* WHAT TO PRODUCE
Retype all of the data below word for word, omitting the picture.

* RECORDS TO PROCESS
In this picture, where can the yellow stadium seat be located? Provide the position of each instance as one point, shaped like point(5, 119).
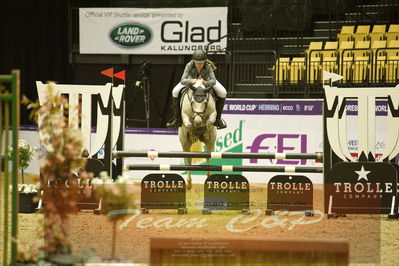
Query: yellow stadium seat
point(379, 29)
point(393, 33)
point(392, 65)
point(346, 34)
point(282, 70)
point(346, 60)
point(362, 33)
point(394, 28)
point(362, 62)
point(297, 69)
point(313, 61)
point(378, 60)
point(378, 33)
point(330, 57)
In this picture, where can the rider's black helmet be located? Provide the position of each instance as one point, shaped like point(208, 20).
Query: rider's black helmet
point(199, 56)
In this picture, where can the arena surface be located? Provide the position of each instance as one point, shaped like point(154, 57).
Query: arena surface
point(373, 239)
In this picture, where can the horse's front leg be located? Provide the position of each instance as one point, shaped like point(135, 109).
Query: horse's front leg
point(211, 119)
point(186, 121)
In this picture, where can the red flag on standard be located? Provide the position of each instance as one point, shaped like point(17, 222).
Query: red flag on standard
point(121, 75)
point(108, 72)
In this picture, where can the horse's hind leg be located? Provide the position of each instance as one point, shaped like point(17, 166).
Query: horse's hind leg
point(186, 148)
point(189, 181)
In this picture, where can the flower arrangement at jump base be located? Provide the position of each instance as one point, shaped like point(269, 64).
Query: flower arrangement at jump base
point(59, 165)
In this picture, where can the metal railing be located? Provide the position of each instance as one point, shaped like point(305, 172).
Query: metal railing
point(9, 109)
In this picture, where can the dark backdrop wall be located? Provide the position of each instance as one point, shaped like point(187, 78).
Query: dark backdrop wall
point(34, 39)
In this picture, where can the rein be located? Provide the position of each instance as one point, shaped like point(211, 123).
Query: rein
point(192, 99)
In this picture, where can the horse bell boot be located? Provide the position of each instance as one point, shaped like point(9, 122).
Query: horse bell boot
point(220, 123)
point(176, 121)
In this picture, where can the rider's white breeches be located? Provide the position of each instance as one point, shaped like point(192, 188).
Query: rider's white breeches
point(219, 89)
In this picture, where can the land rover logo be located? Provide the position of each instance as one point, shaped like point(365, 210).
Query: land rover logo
point(130, 35)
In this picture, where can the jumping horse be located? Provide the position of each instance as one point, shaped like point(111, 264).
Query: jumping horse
point(198, 112)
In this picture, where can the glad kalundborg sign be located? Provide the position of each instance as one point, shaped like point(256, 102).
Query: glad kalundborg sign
point(152, 30)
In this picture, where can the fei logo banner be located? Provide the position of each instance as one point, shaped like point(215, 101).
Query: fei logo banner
point(152, 30)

* EXERCISE RESULT
In this picture, where can the yellow stadium seat be located? Provide the position of each instance as one point, shaped like point(5, 119).
Query: yellow stadium seat
point(379, 29)
point(393, 33)
point(392, 65)
point(346, 34)
point(282, 70)
point(346, 60)
point(362, 33)
point(394, 28)
point(362, 62)
point(297, 69)
point(313, 61)
point(378, 60)
point(378, 33)
point(330, 57)
In this picture, where can the rider's black helmet be located? Provide the position of each instance as one point, shaped like point(208, 20).
Query: rider's black helmet
point(199, 56)
In this picture, where can the arena surface be located? Provide the position of each instance as one point, shaped like point(154, 57).
Query: arena surface
point(373, 239)
In this picture, where can the horse's front leg be located? Provide the position of each instance as one point, shaped like point(135, 109).
Query: horse's front leg
point(211, 119)
point(186, 121)
In this picture, where can the red flag on standard be located? Provide the position of each instance as one point, shaped like point(17, 222).
Query: red flag on standard
point(121, 75)
point(108, 72)
In this picture, where can the horse's hind leg be located? Provide the position of each instance as one point, shaped like point(17, 166).
Query: horse's hind leg
point(186, 148)
point(189, 181)
In this picture, where can the flower arrangement at jump base be located? Provide the position of each instance as one point, shaped like point(269, 64).
Query: flower arrangement at jump base
point(59, 165)
In this picture, where can the metal railing be located? Provide the position of each instance as one point, shaped like point(305, 172).
Query: metal railing
point(9, 109)
In this picture, where can the dark backdrop wall be located? Provide the position of each instance as one point, shaped like point(187, 78).
Query: dark backdrop wall
point(34, 39)
In this picture, where can the rein be located? Provide the position of each instance as one point, shaped like point(211, 123).
Query: rein
point(192, 99)
In this picture, where can the horse bell boot be located? Provide the position of each instance as one point, shaped like point(9, 122).
Query: horse bell boot
point(220, 123)
point(176, 121)
In this picture, where can the rider's white breeches be located? Provide the position of each instance as one point, shaped like point(192, 188).
Query: rider's white breeches
point(219, 89)
In this picture, where can the land rover logo be located? Provide the position of each instance as one point, shaped like point(365, 210).
Query: land rover logo
point(130, 35)
In this picture, where can the jumping horse be located? Provide the position of each instance as one point, shaped like point(111, 264).
Query: jumping horse
point(198, 112)
In this picture, where can the glad kalundborg sign be located? Provide the position of each instance as one point, shaped like point(256, 102).
Query: glad kalundborg sign
point(152, 30)
In this picture, where can the fei logo banner be located? Provide the position of each instance as one point, shaped like point(215, 101).
Query: fei logo banner
point(152, 30)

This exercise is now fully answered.